=== EXERCISE ===
Reproduce each of the entries below word for word, keeping every line unchanged.
──────── MATERIAL FOR THE TASK ────────
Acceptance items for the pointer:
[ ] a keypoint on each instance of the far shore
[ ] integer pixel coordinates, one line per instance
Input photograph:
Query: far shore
────────
=== TASK SOLUTION ===
Acceptance items for the pointer:
[ ] a keypoint on each instance of the far shore
[ ] integer pixel coordinates, one line per instance
Input photograph:
Query: far shore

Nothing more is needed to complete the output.